◆ ESERCIZI DA SVOLGERE:
1. Trascrivi dal brano su Stefano Sauli la parte che inizia con le parole "Sappiamo dal Tiraboschi" e termina con "villa di Genova.".
2. Stabilisci se le affermazioni seguenti concordano con il brano su Stefano Sauli, rispondendo sì o no e citando alla lettera le parole del brano che lo decidono. (a) Il cenacolo costituito nel 1522 durò un solo anno. (b) L'opera De homine christiano di Sauli si è conservata. (c) Il cenacolo ebbe sede a Roma.
3. Riassumi il brano su Stefano Sauli in tre frasi.

◆ BRANO FORNITO:

--------------------

Stefano Sauli[23] fu anziano della Repubblica, protonotaro apostolico e membro di una famiglia altolocata di Genova (un fratello era cardinale, implicato in un complotto contro il papa Leone X), autore di un opera perduta intitolata De homine christiano a cui Agostino Giustiniani dedica la Precatio, un’opera suglii attributi ebraici di Dio, fu uno degli studiosi più stimati del suo tempo ed ebbe rapporti di amicizia con numerosi esponenti della cultura rinascimentale, tra cui Galeazzo Alessi[24], Reginald Pole e Gregorio Cortese[25] e il francese Longolio (nome italianizzato di Cristophe de Longueil), tutti e tre in diverso grado vicini alle tesi protestanti e accusatori della Curia romana per il comportamento scandaloso dei suoi prelati, Pietro Bembo e Lazzaro Bonamico, ambedue membri dell’Accademia degli Infiammati di Padova[26], Marcantonio Flaminio e Giulio Camillo dell’Accademia dei Virtuosi di Roma, Sebastiano Delio[27]; molti di essi furono suoi ospiti in Genova e nella villa “alla Bagnara” di Quarto, villa che gli fu molto cara se nel suo Testamento del 1568 fa scrivere “desidero che la villa sia chiamata villa di Stefano Sauli”[28].
Sappiamo dal Tiraboschi che era stato insieme con Marcantonio Flaminio in molte città italiane, tra cui Roma, Bologna e Napoli, e che con questi, Giulio Camillo e Sebastiano Delio aveva costituito nel 1522[29] (quindi più di vent’anni prima della fondazione dell’Accademia bocchiana nel 1546) un cenacolo durato un solo anno, che aveva avuto sede nella sua villa di Genova.
Il suo ruolo nell’àmbito dell’Ermetismo italiano sembra deducibile dalla composizione a lui dedicata dal Bocchi, che lo chiama pater Stephanus Saulius: Iam pater en STEPHANUS te SAULIUS ille bonorum / Praesidium, atque decus, macte animo esse iubet (“Ecco, il padre Stefano Sauli ti prescrive quale sia il presidio e decoro di ciò che è bene con animo onorato”).

--------------------

◆ ELENCO:
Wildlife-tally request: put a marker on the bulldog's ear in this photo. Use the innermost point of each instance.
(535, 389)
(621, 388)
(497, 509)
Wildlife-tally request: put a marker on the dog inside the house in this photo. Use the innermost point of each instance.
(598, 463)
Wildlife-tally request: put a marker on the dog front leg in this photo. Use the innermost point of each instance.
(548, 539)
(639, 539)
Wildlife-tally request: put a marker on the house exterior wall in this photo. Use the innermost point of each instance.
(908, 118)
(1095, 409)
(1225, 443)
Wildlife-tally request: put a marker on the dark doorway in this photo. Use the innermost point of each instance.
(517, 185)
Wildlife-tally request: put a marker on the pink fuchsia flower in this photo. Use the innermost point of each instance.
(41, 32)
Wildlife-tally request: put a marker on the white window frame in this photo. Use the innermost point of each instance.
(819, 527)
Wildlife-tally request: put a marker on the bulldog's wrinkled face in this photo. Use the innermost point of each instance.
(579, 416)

--------------------

◆ RISULTATI PER ESERCIZIO:
1.
Sappiamo dal Tiraboschi che era stato insieme con Marcantonio Flaminio in molte città italiane, tra cui Roma, Bologna e Napoli, e che con questi, Giulio Camillo e Sebastiano Delio aveva costituito nel 1522[29] (quindi più di vent’anni prima della fondazione dell’Accademia bocchiana nel 1546) un cenacolo durato un solo anno, che aveva avuto sede nella sua villa di Genova.

2.
(a) Sì: "un cenacolo durato un solo anno".
(b) No: "opera perduta intitolata De homine christiano".
(c) No: "che aveva avuto sede nella sua villa di Genova".

3. Stefano Sauli, anziano della Repubblica, protonotaro apostolico e membro di una famiglia altolocata di Genova, fu uno degli studiosi più stimati del suo tempo e fu amico di numerosi esponenti della cultura rinascimentale, molti dei quali furono suoi ospiti a Genova e nella villa "alla Bagnara" di Quarto. Secondo il Tiraboschi, nel 1522 costituì con Marcantonio Flaminio, Giulio Camillo e Sebastiano Delio un cenacolo durato un solo anno, con sede nella sua villa di Genova. Il suo ruolo nell'Ermetismo italiano sembra deducibile da una composizione che il Bocchi gli dedicò chiamandolo pater Stephanus Saulius.